> _DOCUMENT PASSAGE_

/ Student Development

Support and Advocacy

Hope College’s victim advocate provides confidential support for students who have experienced sexual assault, domestic violence, sexual or gender-based harassment, or stalking.

What can an advocate do?

Working with an advocate can look like:

  • Crisis intervervention and emotional support: Supporting you as as you process the thoughts, feelings and reactions you may have about what you experienced.
  • Medical advocacy: Connecting you with post-assault medical care and walking you through what it looks like to go to the hospital, Hope’s Health Center or Resilience: Advocates for Ending Violence for that care.
  • Academic advocacy: Working with you to reach out to your professors, departments and other Hope offices to explore your opitons for academic support and asssistance.
  • Reporting/investiagtion support: Talking with you about your options if you are considering reporting what happened to you to the college, the police or both and supporting you throughout investigative processes.
  • Safety planning: Helping you explore options for securing safety measures through the college or the court system.
  • Housing advocacy: Helping you explore your housing options and connecting you with housing resources for both on- or off-campus living.

> _WORK TO COMPLETE_
A – Decide whether each statement agrees with the Support and Advocacy text, answering yes or no and quoting the words of the text that settle it: (i) The advocate offers confidential support to students who have experienced stalking. (ii) Housing advocacy covers on-campus living only. (iii) Safety planning can include options through the court system.
B – Write out the Support and Advocacy text from "What can an" to "for that care.", swapping in "emergency room" for "hospital".
Nothing in the listing has any bearing on this.

> _DATA LISTING_
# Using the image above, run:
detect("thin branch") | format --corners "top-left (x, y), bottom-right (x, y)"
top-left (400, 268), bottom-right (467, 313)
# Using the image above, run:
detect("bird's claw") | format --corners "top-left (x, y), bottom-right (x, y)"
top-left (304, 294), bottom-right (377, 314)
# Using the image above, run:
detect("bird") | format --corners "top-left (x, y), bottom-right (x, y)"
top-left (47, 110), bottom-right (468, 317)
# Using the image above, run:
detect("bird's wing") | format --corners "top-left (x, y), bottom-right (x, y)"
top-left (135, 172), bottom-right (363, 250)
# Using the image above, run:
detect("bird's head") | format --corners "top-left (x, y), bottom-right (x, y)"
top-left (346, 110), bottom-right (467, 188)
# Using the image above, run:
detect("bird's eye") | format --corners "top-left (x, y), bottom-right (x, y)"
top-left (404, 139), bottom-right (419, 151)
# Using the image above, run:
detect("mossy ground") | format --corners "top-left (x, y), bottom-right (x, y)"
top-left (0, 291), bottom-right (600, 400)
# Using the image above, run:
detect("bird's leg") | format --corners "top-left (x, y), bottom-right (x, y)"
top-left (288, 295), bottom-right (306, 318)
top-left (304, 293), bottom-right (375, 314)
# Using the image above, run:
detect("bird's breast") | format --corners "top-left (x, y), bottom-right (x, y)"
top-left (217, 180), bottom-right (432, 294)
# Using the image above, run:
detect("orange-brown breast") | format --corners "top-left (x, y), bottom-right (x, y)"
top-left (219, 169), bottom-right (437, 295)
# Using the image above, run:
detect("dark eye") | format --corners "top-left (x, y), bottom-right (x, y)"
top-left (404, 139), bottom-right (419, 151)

...

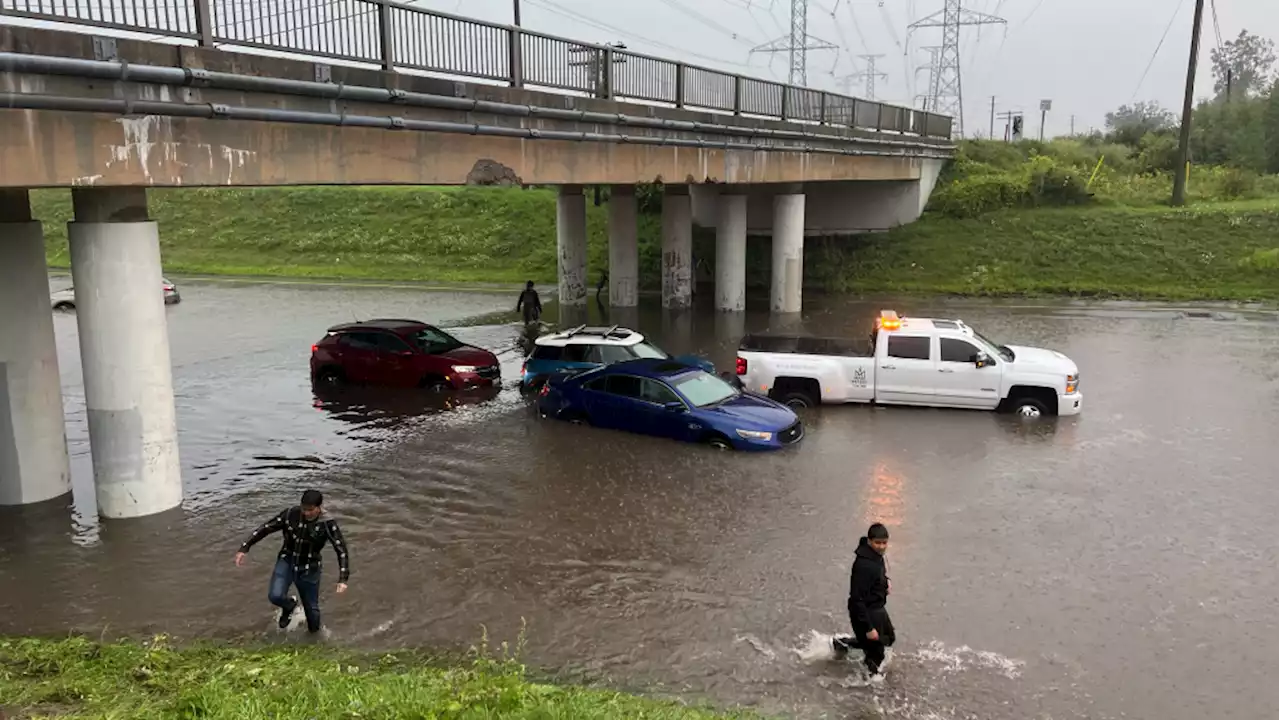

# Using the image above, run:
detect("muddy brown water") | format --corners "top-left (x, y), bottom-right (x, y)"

--

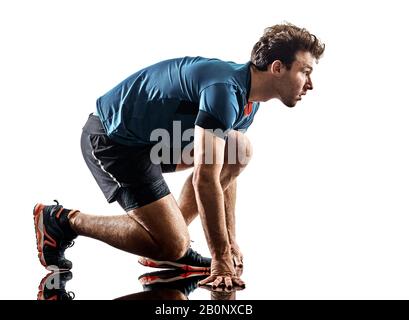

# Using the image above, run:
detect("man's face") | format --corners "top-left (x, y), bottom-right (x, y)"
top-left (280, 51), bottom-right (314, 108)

> _SOLUTIONS TO EACH TASK_
A –
(i) Yes: "provides confidential support for students who have experienced sexual assault, domestic violence, sexual or gender-based harassment, or stalking"
(ii) No: "for both on- or off-campus living"
(iii) Yes: "securing safety measures through the college or the court system"

B –
What can an advocate do?

Working with an advocate can look like:

  • Crisis intervervention and emotional support: Supporting you as as you process the thoughts, feelings and reactions you may have about what you experienced.
  • Medical advocacy: Connecting you with post-assault medical care and walking you through what it looks like to go to the emergency room, Hope’s Health Center or Resilience: Advocates for Ending Violence for that care.